### [EXERCISE INSTRUCTIONS]
Write the material out again exactly.

### [EXERCISE INPUTS]
** BEGIN **

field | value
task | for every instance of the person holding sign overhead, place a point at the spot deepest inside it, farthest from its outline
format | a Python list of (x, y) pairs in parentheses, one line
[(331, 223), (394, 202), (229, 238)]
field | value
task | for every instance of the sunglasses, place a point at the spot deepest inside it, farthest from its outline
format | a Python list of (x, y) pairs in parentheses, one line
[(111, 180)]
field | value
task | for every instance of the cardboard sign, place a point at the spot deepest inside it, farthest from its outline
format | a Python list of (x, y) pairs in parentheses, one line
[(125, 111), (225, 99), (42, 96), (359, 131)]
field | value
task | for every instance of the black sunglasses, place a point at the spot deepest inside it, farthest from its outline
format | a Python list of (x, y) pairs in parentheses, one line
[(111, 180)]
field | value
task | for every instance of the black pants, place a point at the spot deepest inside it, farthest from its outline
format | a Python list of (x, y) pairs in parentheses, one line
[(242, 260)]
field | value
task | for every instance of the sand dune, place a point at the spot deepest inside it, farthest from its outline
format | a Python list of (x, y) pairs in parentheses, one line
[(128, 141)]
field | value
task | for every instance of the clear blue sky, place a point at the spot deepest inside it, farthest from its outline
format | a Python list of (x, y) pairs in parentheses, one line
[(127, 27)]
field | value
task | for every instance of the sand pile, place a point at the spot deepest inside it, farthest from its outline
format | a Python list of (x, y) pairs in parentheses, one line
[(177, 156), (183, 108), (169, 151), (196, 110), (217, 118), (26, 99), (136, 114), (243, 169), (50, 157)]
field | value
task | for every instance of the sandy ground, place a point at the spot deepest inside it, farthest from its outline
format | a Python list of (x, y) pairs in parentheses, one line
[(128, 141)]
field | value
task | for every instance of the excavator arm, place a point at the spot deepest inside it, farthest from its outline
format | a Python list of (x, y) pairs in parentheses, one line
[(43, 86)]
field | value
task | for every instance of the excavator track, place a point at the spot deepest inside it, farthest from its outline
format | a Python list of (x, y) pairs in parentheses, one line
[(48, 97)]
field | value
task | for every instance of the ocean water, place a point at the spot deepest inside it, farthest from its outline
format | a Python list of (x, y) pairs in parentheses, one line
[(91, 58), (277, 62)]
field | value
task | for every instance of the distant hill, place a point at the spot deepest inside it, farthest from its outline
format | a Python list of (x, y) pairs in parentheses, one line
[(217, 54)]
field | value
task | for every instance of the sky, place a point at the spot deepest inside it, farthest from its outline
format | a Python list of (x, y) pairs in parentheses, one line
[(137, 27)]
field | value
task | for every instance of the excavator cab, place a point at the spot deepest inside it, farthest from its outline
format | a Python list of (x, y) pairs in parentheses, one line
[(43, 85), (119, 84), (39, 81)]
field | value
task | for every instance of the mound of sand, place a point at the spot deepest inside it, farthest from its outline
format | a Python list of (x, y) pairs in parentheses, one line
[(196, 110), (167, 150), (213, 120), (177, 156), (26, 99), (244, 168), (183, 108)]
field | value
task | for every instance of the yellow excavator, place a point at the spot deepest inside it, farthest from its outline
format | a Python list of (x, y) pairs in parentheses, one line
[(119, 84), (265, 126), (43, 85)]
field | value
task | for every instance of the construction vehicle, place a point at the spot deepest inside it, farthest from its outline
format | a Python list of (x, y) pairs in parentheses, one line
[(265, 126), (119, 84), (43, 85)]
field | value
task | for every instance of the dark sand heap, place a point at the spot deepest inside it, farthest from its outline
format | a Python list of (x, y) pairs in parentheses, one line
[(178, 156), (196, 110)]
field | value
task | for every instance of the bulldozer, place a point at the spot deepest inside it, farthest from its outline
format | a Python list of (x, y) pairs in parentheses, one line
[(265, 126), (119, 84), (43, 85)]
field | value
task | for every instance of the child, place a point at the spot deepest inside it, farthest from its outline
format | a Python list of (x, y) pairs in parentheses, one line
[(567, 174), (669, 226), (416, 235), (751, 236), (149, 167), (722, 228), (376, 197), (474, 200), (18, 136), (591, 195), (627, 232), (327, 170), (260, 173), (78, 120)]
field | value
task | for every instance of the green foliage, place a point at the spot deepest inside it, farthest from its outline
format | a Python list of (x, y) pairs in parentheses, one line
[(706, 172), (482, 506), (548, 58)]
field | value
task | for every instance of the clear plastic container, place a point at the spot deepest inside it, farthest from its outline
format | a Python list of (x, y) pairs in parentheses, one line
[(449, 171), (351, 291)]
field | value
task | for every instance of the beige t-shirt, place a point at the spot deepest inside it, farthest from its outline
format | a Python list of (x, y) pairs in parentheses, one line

** END **

### [COMPLETED TASK]
field | value
task | for every instance of the person holding sign overhead, place a point at the spot deepest inside it, farthest from its outline
format | a Python list of (x, y) pairs in parentheses, one line
[(331, 223), (394, 202), (229, 238)]
field | value
task | for every instance of the sunglasses, place a point at the spot deepest inside it, farthest from its outline
format | a Python list of (x, y) pairs in parentheses, one line
[(111, 180)]
field | value
task | for every instance of the cardboard sign, place a point at the spot deepest inside it, farthest from its outline
format | a Python list of (x, y) pairs in parentheses, one line
[(125, 111), (225, 99), (42, 96), (359, 131)]
field | value
task | for every instance of the black sunglasses, place a point at the spot deepest inside it, farthest from its outline
format | a Python list of (x, y) pairs in parentheses, one line
[(111, 180)]
field | value
task | for every instance of the black pants, place a point at the spot deepest inside it, farthest from its outline
format | a Python list of (x, y) pairs in parentheses, one line
[(242, 260)]
field | value
task | for every instance of the sand dune, place a point at the spot deepest inside it, farthest from its outline
format | a Python list of (x, y) pairs in parentheses, one line
[(128, 141)]
field | value
task | for every instance of the clear blue sky, place a point at the spot deepest inside it, farthest from its outline
format | a Python list of (x, y) pairs in parentheses, one line
[(127, 27)]
field | value
task | for every instance of the sand pile, place a point at the spot deepest inside it, farthest from its outline
format | a Python list of (x, y) pairs in parentheses, one line
[(177, 156), (183, 108), (169, 151), (196, 110), (217, 118), (26, 99), (136, 114), (243, 169), (50, 157)]
field | value
task | for every instance of the sandy ground, place a point at the spot deepest inside it, farthest from its outline
format | a Python list of (x, y) pairs in parentheses, one line
[(128, 141)]
field | value
task | for every instance of the excavator arm, place a point at the spot deepest inside it, farthest from its outline
format | a Python list of (x, y) pairs in parentheses, one line
[(43, 86)]
field | value
task | for every instance of the excavator track, place a point at the spot deepest inside it, farthest from its outline
format | a Python list of (x, y) pairs in parentheses, one line
[(48, 97)]
field | value
task | for every instance of the ocean water, place a point at the spot deepest inside it, farthest from its outline
format | a Python list of (x, y) pairs in parentheses, one line
[(91, 58), (277, 62)]
field | value
task | for every instance of the distant hill, place a point at the spot deepest inside it, farthest from its outline
format | a Python list of (x, y) pairs in parentheses, one line
[(217, 54)]
field | value
task | for every instance of the sky, place a point at the spot deepest inside it, farthest from its outline
format | a Python list of (x, y) pairs in parentheses, one line
[(137, 27)]
field | value
task | for every instance of the excavator cab, place a point at the spot deepest inside it, farthest from its outline
format | a Python list of (x, y) pairs in parentheses, one line
[(43, 85), (119, 84), (39, 81)]
field | value
task | for every instance of the mound of sand, place a point at the spot deepest inside it, farthest from its outline
format | a Python list of (x, y) pairs in parentheses, one line
[(196, 110), (167, 150), (213, 120), (177, 156), (26, 99), (244, 168), (183, 108)]
field | value
task | for every instance of the yellow excavator, place a point at the spot deepest inside it, farthest from its outline
format | a Python list of (x, y) pairs in parentheses, one line
[(119, 84), (265, 126), (43, 85)]
field | value
task | for every instance of the construction vehicle, place a point at the spot deepest inside it, farthest from its outline
format | a Python list of (x, y) pairs in parentheses, one line
[(265, 126), (119, 84), (43, 85)]
field | value
task | for every instance of the dark sand heap, place a point at the spot deepest inside it, farthest from its outline
format | a Python list of (x, y) pairs in parentheses, one line
[(178, 156), (196, 110)]
field | value
task | for every instance of the bulldozer, place a point at the spot deepest inside it, farthest from its outline
format | a Python list of (x, y) pairs in parentheses, one line
[(265, 126), (119, 84), (43, 85)]
field | value
task | for every instance of the child, place a point at the spot deepest inside it, farthest from its outline
format | a Python list of (x, y) pairs in parentheses, one line
[(567, 174), (669, 226), (416, 235), (751, 236), (149, 167), (722, 228), (376, 197), (474, 200), (18, 136), (591, 195), (627, 232), (327, 170), (260, 173), (78, 120)]
field | value
task | for every instance of the green foliage, place a point at the spot deepest inside it, farthest from its outline
format | a Python list of (x, y) pairs in parentheses, one line
[(706, 172), (482, 506), (548, 58)]
field | value
task | for every instance of the clear plastic container, place a point at the spot deepest inside it, farthest from its outline
format | a Python list of (x, y) pairs in parentheses, one line
[(449, 171), (351, 291)]
field | value
task | for every instance of the beige t-shirt, place a point at the spot deepest inside it, farthest from its outline
format | a Python list of (x, y) pairs in parentheses, one line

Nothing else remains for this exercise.